Exercise requirements
Copy the records below word for word, starting at the line that contains "Identify every instance of the wood grain" and stopping after the line that contains "x=1358 y=93".

──────

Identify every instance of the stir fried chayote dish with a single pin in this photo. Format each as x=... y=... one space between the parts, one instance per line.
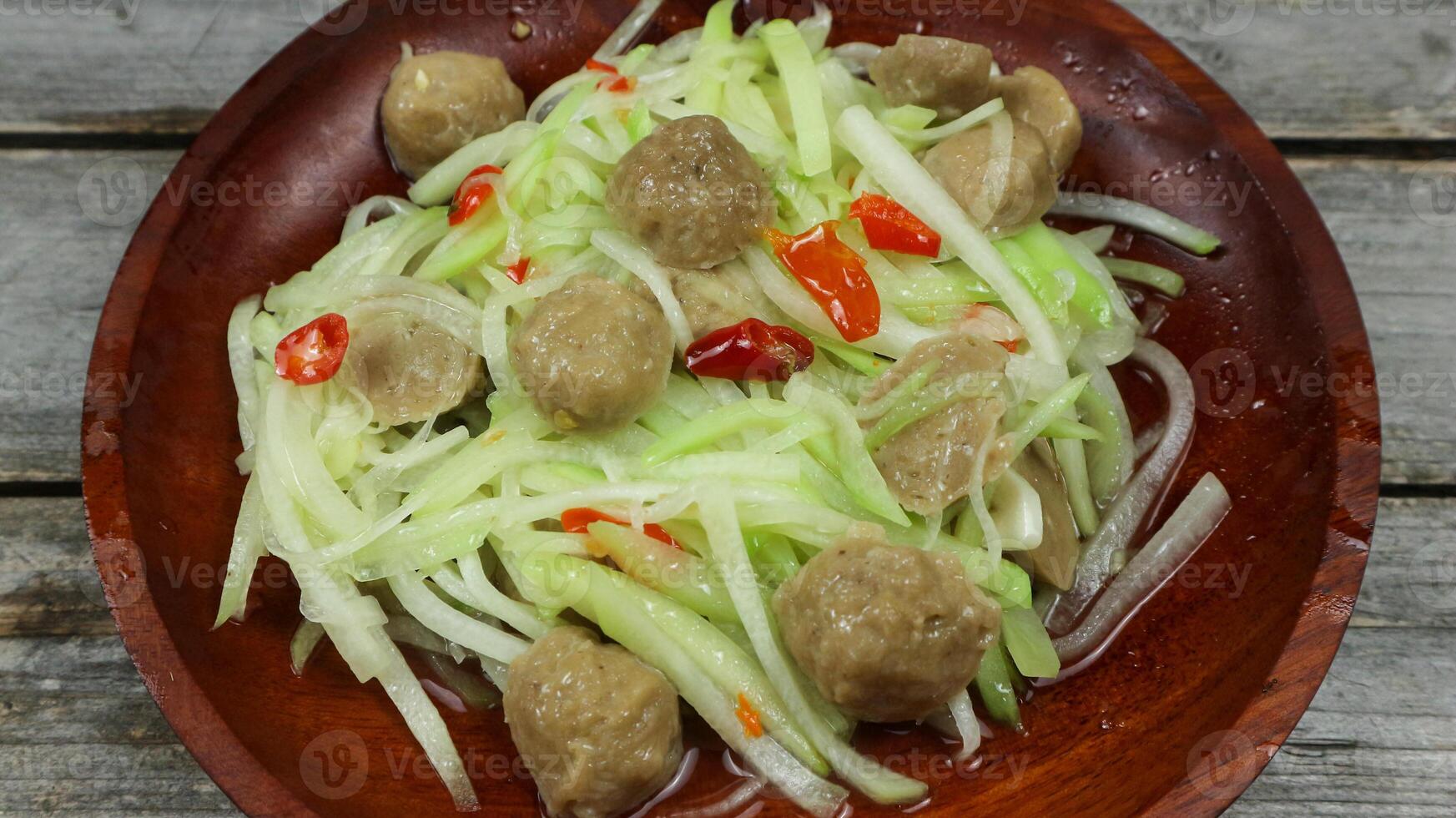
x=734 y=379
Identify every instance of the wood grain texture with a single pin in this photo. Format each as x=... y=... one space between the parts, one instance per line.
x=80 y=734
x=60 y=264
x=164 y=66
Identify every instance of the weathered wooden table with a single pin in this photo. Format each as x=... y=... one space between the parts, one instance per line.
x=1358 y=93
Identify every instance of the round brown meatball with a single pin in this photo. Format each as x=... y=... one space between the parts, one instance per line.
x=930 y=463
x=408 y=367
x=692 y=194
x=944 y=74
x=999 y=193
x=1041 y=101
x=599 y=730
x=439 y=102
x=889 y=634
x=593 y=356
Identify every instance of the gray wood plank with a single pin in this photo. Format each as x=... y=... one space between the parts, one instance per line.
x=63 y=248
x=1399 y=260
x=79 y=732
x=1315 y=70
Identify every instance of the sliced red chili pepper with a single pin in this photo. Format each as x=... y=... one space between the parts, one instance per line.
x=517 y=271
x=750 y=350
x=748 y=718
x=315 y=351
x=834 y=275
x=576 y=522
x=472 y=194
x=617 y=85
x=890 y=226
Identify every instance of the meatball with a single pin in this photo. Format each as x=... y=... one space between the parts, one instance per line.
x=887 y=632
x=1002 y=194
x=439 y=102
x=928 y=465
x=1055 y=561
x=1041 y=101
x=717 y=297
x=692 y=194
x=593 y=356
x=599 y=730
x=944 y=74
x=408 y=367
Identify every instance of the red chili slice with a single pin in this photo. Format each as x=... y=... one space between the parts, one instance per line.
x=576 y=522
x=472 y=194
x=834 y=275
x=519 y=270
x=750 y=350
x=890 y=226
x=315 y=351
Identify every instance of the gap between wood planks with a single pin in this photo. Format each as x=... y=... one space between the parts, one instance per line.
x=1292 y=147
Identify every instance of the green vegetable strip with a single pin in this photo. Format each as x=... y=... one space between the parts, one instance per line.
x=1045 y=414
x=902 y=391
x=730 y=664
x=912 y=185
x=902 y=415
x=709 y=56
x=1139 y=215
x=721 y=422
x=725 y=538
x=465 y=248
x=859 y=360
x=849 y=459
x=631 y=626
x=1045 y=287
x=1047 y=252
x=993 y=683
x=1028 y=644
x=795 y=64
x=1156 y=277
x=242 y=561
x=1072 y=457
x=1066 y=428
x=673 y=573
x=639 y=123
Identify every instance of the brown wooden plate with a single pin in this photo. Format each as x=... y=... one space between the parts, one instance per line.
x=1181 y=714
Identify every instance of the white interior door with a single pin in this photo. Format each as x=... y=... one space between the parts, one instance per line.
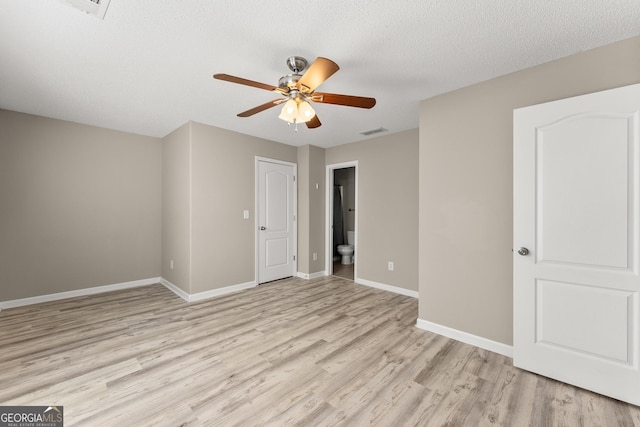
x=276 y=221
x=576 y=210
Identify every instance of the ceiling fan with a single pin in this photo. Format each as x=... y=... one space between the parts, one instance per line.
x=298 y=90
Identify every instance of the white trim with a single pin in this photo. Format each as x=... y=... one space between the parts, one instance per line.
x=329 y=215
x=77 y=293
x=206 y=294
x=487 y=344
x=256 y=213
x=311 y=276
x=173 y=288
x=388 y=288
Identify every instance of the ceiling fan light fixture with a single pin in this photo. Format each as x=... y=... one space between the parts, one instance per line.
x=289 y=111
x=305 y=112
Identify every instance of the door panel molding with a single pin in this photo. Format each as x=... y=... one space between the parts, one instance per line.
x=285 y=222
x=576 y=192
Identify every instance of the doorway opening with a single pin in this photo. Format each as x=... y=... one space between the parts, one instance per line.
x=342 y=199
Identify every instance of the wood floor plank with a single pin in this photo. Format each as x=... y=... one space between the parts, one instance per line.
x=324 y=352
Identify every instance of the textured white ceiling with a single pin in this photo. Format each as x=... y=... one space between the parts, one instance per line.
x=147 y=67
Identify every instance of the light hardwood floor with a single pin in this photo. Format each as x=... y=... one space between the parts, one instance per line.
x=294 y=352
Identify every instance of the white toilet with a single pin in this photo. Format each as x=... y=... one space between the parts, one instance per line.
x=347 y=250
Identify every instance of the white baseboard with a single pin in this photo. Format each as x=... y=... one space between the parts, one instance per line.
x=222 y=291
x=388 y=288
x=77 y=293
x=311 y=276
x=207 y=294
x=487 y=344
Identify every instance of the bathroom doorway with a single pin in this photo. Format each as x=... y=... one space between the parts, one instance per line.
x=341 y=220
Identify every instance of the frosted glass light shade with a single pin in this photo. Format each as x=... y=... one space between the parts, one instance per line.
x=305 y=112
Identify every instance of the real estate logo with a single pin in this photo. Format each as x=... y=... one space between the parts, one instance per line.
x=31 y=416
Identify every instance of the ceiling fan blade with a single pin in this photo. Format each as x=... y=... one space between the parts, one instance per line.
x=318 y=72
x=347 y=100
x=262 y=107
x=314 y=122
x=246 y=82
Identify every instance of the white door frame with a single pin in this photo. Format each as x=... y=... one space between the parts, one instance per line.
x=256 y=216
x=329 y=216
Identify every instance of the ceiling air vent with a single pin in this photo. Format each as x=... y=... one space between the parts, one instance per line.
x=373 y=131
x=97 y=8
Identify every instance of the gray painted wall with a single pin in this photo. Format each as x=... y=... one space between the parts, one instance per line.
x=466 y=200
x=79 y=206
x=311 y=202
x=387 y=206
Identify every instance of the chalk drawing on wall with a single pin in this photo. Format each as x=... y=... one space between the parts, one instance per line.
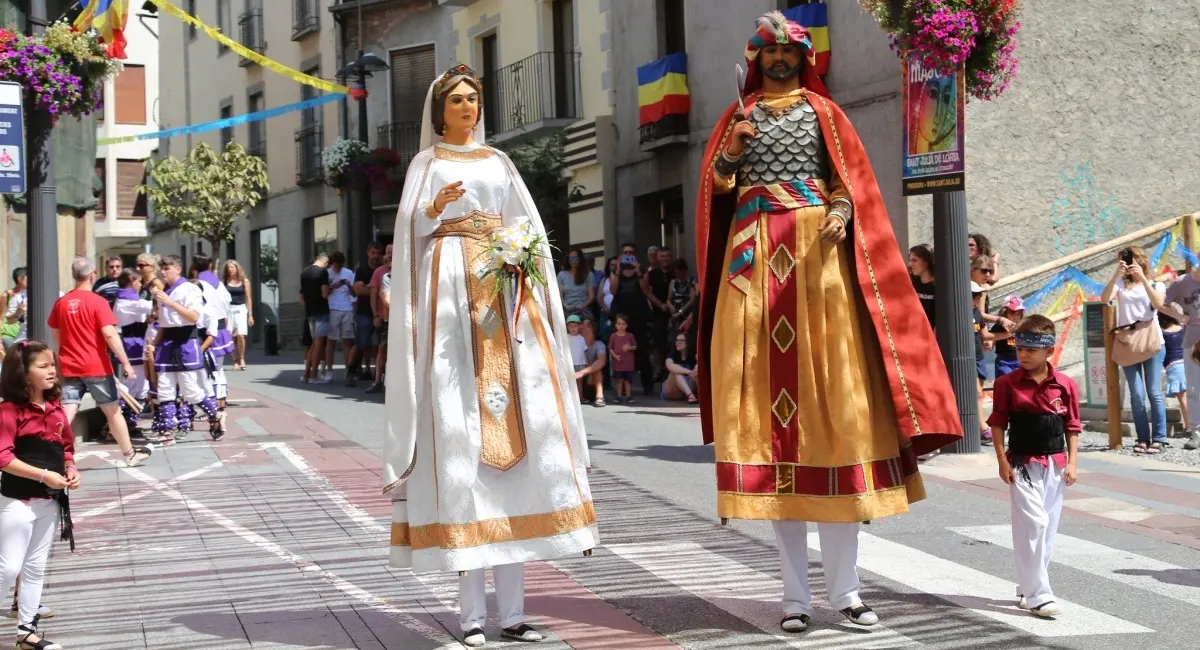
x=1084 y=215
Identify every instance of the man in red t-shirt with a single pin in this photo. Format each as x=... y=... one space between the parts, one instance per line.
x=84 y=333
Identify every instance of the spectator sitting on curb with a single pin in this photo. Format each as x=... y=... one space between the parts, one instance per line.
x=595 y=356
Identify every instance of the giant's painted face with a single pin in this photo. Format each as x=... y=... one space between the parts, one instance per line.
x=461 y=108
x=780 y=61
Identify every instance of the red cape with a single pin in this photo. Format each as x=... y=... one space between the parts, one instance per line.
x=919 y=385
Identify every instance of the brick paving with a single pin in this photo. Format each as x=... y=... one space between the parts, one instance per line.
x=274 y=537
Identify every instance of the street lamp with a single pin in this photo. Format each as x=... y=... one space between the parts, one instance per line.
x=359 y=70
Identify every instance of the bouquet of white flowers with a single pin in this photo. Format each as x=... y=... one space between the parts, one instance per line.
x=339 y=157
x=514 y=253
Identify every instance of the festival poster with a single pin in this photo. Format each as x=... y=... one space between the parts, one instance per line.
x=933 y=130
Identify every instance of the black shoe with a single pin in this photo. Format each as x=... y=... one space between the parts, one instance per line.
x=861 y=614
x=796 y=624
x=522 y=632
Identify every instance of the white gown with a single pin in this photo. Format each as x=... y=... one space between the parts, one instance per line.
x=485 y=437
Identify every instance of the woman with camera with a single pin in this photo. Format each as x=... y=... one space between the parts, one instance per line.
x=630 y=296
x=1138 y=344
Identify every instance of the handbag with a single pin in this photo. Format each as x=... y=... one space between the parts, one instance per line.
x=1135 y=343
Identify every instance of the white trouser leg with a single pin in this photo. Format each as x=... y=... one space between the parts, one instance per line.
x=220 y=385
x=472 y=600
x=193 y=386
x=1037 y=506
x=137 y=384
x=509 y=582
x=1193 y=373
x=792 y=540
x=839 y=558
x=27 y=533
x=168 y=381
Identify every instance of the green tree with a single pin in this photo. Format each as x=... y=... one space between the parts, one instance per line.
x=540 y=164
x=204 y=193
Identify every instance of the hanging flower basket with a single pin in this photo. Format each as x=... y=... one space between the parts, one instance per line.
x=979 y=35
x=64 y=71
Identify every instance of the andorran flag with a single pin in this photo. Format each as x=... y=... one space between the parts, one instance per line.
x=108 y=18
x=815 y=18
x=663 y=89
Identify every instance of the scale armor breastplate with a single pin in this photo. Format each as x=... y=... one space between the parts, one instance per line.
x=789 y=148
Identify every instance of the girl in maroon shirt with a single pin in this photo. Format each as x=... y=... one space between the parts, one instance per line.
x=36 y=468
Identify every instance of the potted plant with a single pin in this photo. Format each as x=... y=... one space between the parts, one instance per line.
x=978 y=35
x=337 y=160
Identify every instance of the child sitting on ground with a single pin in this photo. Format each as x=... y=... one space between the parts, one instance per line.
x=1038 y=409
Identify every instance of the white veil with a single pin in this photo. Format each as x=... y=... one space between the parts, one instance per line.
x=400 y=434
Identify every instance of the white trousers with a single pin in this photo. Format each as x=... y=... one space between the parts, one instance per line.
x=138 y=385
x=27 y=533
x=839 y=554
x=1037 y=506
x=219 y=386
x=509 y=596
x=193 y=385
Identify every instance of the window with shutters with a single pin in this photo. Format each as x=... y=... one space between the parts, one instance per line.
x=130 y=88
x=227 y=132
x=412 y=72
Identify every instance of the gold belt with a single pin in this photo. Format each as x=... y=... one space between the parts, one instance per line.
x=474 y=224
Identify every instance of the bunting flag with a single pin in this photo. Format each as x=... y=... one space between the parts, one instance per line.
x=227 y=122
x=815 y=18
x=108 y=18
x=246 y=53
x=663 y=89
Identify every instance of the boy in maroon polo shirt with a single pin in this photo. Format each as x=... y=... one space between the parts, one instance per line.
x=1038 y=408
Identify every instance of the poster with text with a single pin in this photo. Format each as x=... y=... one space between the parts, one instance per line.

──────

Response to this task
Identify every instance of the wood grain texture with a single pin in this photo. Format each as x=... y=... one space between the parts, one instance per line.
x=80 y=734
x=60 y=264
x=164 y=66
Identify every instance of the weathered wooden table with a single pin in this photo. Format each as x=... y=... one space between the parts, one instance per line.
x=1358 y=93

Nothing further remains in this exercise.